*** Verilen metin ***

1932 ile 1970 yılları arasında Müze olarak görev yapan ve günümüzde Vakıflar Genel Müdürlüğü’nün malı olan Medrese; 2002 yılında Kültür ve Turizm amaçlı kullanılmak üzere Sinop Valiliği’ne tahsis edilmiştir. Sinop Valiliği’nce Sinop’a özgü el sanatları ve mutfağı ile ilgili kişilere tahsis edilerek çarşı haline getirilmiştir.

Balatlar Yapı Topluluğunun Tanıtımı


Geç Roma İmpaatorluk Dönemine ait büyük kalıntı surlardan sonra gerçek işlevi belirlenebilen Sinop’taki yegane yapıdır. Hamam-gymnasium-palestra birleşiminden oluştuğu tarihi kaynaklarda da belirtilmektedir. Bu büyük yapı grubundan günümüze sadece üç salon ulaşabilmiştir. Çevrede yapılan yüzey araştırmaları yapının geniş bir alana yayılmış olduğunu göstermektedir. Mevcut salonlardan birinin hamamın sıcaklık (caldarium), diğerinin soğukluk (frigidarium) ya da spor alanı (palaestra) olması mümkündür. Jeofizik çalışmaları hamamın ısıtma sistemine (hypocaust) ait izlerin tespit edilmesini sağlamıştır.

*** Veri kayıtları ***

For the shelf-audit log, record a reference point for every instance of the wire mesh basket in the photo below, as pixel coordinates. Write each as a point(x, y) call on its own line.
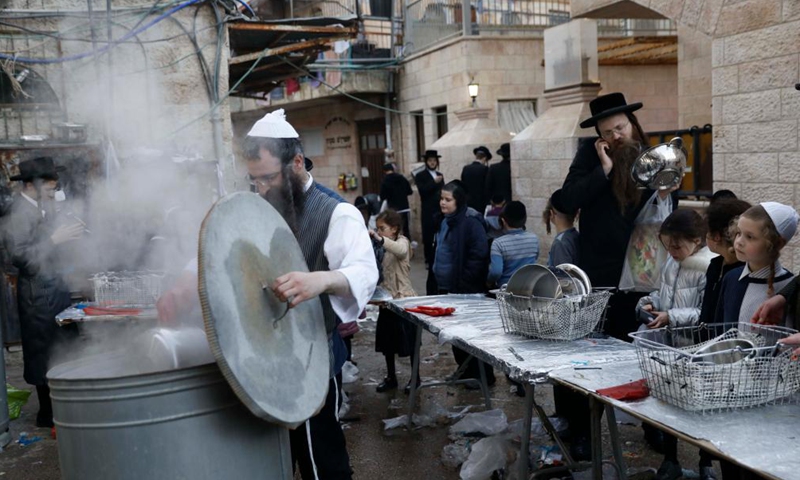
point(682, 366)
point(140, 288)
point(567, 318)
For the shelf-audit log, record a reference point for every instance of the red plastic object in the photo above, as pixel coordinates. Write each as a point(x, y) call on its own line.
point(629, 391)
point(432, 311)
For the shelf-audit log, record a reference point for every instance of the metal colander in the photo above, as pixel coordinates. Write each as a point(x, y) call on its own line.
point(564, 319)
point(140, 288)
point(682, 367)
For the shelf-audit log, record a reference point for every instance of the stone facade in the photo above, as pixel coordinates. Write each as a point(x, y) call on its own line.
point(755, 107)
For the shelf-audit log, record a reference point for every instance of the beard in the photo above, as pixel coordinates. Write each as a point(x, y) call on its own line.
point(623, 154)
point(289, 200)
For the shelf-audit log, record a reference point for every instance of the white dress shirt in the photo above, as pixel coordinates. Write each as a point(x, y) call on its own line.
point(348, 250)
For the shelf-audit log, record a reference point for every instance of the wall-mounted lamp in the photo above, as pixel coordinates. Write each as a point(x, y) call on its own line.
point(473, 91)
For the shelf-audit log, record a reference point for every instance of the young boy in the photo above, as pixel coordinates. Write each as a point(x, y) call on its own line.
point(515, 248)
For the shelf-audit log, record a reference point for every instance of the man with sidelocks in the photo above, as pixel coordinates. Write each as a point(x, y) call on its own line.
point(342, 272)
point(599, 185)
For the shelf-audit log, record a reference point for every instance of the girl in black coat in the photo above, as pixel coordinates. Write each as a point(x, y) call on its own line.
point(461, 260)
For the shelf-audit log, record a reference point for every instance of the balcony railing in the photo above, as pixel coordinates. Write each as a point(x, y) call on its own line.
point(429, 22)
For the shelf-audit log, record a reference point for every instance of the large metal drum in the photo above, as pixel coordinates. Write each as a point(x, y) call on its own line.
point(114, 422)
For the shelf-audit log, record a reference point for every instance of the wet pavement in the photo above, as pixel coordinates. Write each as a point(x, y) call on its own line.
point(375, 453)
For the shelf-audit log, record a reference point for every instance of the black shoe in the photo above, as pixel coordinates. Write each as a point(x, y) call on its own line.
point(669, 470)
point(654, 437)
point(707, 473)
point(581, 449)
point(407, 389)
point(389, 383)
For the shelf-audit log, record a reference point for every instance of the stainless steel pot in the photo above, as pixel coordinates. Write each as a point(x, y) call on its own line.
point(725, 351)
point(661, 167)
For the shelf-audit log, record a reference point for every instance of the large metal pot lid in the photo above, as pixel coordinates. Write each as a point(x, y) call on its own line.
point(278, 368)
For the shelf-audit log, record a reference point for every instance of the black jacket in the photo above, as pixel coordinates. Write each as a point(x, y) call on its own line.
point(498, 180)
point(429, 193)
point(605, 230)
point(41, 293)
point(473, 176)
point(395, 189)
point(467, 237)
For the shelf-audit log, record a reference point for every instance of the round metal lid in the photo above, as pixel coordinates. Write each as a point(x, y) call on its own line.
point(277, 364)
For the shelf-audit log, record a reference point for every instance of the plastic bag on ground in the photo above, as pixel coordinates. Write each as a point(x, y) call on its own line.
point(488, 454)
point(349, 372)
point(488, 423)
point(453, 455)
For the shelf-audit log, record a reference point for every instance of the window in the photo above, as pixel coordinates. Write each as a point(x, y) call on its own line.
point(514, 116)
point(419, 129)
point(441, 121)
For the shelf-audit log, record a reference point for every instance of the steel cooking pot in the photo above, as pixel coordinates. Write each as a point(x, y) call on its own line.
point(661, 167)
point(725, 351)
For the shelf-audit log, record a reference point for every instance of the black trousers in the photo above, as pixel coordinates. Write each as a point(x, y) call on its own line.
point(327, 442)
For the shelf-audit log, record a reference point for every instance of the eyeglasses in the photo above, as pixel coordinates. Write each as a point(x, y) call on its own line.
point(619, 129)
point(262, 180)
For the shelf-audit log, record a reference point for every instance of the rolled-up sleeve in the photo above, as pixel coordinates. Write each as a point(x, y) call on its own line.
point(349, 251)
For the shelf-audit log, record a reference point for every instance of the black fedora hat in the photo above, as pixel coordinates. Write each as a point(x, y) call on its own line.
point(485, 151)
point(40, 167)
point(431, 154)
point(607, 105)
point(504, 150)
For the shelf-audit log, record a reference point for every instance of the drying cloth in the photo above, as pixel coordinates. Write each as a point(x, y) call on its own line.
point(629, 391)
point(432, 311)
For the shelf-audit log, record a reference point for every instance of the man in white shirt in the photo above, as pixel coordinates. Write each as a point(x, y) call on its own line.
point(342, 272)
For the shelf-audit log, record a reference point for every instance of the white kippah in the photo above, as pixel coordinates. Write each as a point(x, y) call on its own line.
point(273, 125)
point(784, 217)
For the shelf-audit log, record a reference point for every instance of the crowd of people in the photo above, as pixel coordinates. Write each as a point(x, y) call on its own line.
point(666, 266)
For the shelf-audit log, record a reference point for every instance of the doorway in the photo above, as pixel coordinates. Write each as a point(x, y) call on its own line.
point(372, 149)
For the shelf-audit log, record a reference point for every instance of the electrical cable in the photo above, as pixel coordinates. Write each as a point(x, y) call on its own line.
point(248, 7)
point(107, 47)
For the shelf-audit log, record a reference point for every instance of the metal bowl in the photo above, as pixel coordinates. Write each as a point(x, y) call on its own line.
point(534, 281)
point(585, 285)
point(661, 167)
point(725, 351)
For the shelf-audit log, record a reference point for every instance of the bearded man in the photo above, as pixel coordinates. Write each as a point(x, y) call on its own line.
point(599, 184)
point(342, 273)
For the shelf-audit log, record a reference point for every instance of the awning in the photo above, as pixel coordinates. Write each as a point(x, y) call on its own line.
point(661, 50)
point(298, 40)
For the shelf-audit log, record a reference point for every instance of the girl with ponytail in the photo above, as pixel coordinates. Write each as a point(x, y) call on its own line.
point(761, 232)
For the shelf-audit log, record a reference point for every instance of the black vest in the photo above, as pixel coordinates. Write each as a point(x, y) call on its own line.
point(313, 224)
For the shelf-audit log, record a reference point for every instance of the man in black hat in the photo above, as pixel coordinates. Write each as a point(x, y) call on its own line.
point(429, 183)
point(31, 241)
point(395, 190)
point(599, 184)
point(498, 180)
point(473, 176)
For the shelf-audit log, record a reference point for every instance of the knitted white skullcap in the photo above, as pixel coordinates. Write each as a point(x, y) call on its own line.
point(784, 217)
point(273, 125)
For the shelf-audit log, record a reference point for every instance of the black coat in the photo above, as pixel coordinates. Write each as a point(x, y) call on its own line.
point(498, 180)
point(395, 189)
point(473, 176)
point(41, 293)
point(467, 237)
point(604, 229)
point(429, 193)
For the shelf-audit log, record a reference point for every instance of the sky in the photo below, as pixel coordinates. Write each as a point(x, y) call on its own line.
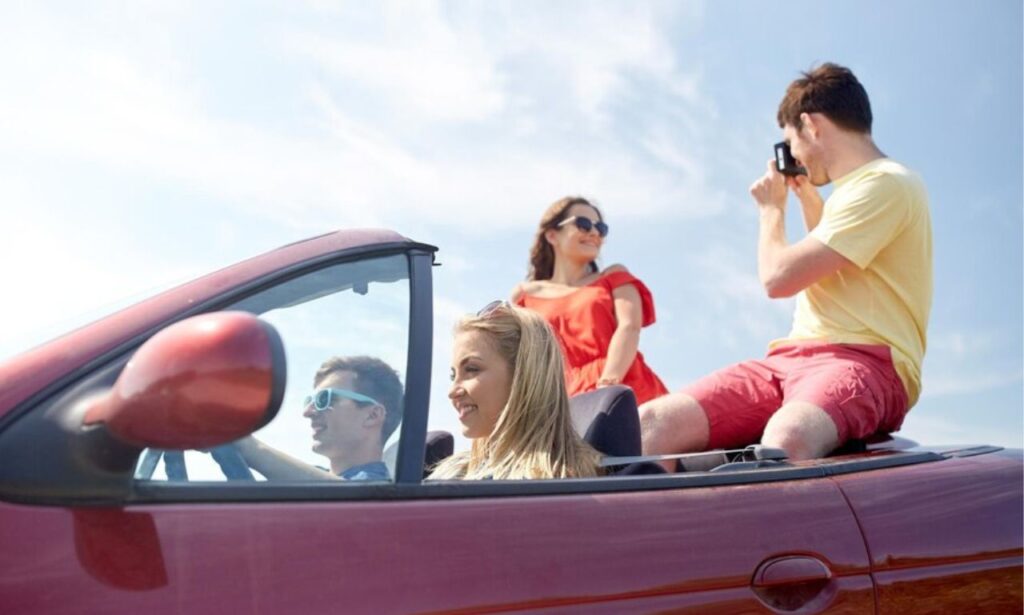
point(150, 142)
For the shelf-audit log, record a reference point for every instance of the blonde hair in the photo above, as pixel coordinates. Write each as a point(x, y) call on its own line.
point(534, 437)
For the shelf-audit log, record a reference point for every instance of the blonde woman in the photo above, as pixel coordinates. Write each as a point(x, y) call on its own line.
point(509, 389)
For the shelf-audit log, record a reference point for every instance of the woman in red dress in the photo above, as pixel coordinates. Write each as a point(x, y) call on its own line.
point(596, 314)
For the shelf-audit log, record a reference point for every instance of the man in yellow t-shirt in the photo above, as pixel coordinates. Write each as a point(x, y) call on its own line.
point(851, 365)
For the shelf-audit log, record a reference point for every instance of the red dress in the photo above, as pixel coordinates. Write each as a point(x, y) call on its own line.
point(585, 321)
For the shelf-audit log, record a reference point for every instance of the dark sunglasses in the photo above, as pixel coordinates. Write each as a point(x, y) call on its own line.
point(323, 398)
point(586, 224)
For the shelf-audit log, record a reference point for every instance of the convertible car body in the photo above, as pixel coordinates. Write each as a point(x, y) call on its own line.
point(98, 515)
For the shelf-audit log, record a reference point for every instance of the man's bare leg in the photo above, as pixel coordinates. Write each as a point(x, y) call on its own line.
point(672, 424)
point(804, 430)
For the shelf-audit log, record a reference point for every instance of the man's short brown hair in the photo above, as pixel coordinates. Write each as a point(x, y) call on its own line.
point(374, 378)
point(830, 90)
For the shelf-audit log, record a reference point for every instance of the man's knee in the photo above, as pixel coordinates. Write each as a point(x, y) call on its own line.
point(803, 430)
point(672, 424)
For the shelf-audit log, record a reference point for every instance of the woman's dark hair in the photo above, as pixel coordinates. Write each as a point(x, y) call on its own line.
point(542, 255)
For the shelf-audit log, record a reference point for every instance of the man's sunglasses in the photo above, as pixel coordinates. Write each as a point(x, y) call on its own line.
point(586, 224)
point(323, 398)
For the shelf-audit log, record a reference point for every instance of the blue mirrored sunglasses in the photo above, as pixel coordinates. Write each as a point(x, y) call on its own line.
point(323, 398)
point(586, 224)
point(493, 307)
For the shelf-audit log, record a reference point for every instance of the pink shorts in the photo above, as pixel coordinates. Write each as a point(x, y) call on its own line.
point(855, 384)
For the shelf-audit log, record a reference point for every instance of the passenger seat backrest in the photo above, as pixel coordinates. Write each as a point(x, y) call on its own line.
point(439, 445)
point(607, 419)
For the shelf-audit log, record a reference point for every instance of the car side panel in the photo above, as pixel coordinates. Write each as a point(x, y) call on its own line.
point(944, 536)
point(693, 548)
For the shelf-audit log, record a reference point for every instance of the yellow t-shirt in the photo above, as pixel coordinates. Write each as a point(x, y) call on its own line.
point(878, 218)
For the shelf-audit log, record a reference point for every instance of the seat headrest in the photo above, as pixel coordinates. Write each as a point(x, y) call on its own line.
point(608, 421)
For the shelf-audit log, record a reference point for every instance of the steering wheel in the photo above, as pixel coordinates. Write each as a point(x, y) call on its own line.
point(231, 464)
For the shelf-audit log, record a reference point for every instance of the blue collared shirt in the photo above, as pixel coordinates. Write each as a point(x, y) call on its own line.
point(374, 471)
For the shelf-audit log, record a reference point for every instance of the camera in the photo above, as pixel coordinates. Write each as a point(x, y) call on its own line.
point(784, 162)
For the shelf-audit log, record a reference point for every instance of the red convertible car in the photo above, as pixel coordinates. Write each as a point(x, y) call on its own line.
point(120, 491)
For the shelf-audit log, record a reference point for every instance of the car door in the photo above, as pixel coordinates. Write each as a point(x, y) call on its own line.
point(747, 541)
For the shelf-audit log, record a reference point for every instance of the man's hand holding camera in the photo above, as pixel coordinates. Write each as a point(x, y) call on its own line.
point(770, 189)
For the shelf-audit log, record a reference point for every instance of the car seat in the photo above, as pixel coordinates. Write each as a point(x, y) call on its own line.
point(607, 419)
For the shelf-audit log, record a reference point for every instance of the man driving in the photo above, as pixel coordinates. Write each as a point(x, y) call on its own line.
point(355, 406)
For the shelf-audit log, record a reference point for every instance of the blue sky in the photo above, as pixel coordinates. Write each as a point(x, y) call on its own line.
point(155, 141)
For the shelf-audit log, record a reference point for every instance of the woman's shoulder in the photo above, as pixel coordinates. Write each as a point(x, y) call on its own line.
point(616, 268)
point(529, 287)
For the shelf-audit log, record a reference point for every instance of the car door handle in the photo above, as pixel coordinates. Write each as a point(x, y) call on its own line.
point(788, 582)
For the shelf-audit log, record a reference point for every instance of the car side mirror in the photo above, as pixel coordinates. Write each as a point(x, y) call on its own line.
point(200, 383)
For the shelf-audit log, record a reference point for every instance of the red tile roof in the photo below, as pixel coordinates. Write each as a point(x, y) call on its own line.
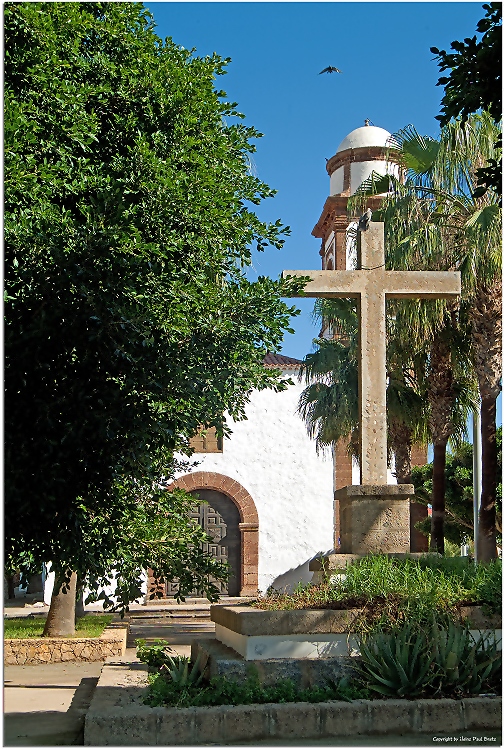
point(282, 362)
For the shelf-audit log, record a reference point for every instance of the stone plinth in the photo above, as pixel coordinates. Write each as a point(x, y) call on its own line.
point(375, 518)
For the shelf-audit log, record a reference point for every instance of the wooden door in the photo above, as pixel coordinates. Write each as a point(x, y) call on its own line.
point(220, 518)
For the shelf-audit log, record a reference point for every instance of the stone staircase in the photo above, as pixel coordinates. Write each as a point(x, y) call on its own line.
point(165, 619)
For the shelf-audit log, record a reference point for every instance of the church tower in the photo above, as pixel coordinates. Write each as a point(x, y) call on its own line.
point(365, 150)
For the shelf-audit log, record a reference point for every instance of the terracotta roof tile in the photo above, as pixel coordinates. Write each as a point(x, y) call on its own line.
point(280, 361)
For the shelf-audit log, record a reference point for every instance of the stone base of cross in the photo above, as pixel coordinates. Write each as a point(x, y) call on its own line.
point(374, 515)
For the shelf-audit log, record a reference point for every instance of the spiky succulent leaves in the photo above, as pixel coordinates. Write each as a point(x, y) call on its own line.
point(180, 673)
point(398, 662)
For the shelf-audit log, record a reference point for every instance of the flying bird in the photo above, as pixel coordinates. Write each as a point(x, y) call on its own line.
point(364, 221)
point(330, 69)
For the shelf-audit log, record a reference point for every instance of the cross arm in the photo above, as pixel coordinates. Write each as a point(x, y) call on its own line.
point(400, 284)
point(329, 283)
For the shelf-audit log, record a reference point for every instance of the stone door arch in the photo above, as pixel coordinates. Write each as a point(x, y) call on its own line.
point(248, 525)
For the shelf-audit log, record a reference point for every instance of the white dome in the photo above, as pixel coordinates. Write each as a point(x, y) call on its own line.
point(368, 135)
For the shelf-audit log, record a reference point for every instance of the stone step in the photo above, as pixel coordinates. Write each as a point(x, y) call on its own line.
point(216, 659)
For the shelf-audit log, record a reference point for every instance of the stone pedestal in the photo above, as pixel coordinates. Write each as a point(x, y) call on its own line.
point(375, 518)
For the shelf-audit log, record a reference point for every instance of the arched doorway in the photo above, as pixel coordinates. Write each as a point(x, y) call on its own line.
point(220, 518)
point(231, 501)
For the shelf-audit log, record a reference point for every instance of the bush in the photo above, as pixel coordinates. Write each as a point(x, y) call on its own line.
point(393, 591)
point(439, 659)
point(222, 691)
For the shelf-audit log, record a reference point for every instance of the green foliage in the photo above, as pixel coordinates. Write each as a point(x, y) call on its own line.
point(396, 663)
point(89, 626)
point(153, 653)
point(464, 664)
point(129, 321)
point(181, 674)
point(459, 519)
point(437, 658)
point(222, 691)
point(474, 81)
point(392, 590)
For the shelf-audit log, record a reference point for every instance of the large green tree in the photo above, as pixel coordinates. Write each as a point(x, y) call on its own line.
point(129, 321)
point(434, 219)
point(475, 83)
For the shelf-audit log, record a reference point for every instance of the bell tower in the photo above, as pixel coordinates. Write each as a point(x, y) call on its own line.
point(365, 150)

***

Sinop'taki tarihi yapılarla ilgili metinde "Geç Roma İmpaatorluk" ifadesinden "tespit edilmesini sağlamıştır." ifadesine kadar olan kısmı, "üç" sözcüğünü "dört" ile değiştirerek yeniden yaz.

▸ **Çözüm**:
Geç Roma İmpaatorluk Dönemine ait büyük kalıntı surlardan sonra gerçek işlevi belirlenebilen Sinop’taki yegane yapıdır. Hamam-gymnasium-palestra birleşiminden oluştuğu tarihi kaynaklarda da belirtilmektedir. Bu büyük yapı grubundan günümüze sadece dört salon ulaşabilmiştir. Çevrede yapılan yüzey araştırmaları yapının geniş bir alana yayılmış olduğunu göstermektedir. Mevcut salonlardan birinin hamamın sıcaklık (caldarium), diğerinin soğukluk (frigidarium) ya da spor alanı (palaestra) olması mümkündür. Jeofizik çalışmaları hamamın ısıtma sistemine (hypocaust) ait izlerin tespit edilmesini sağlamıştır.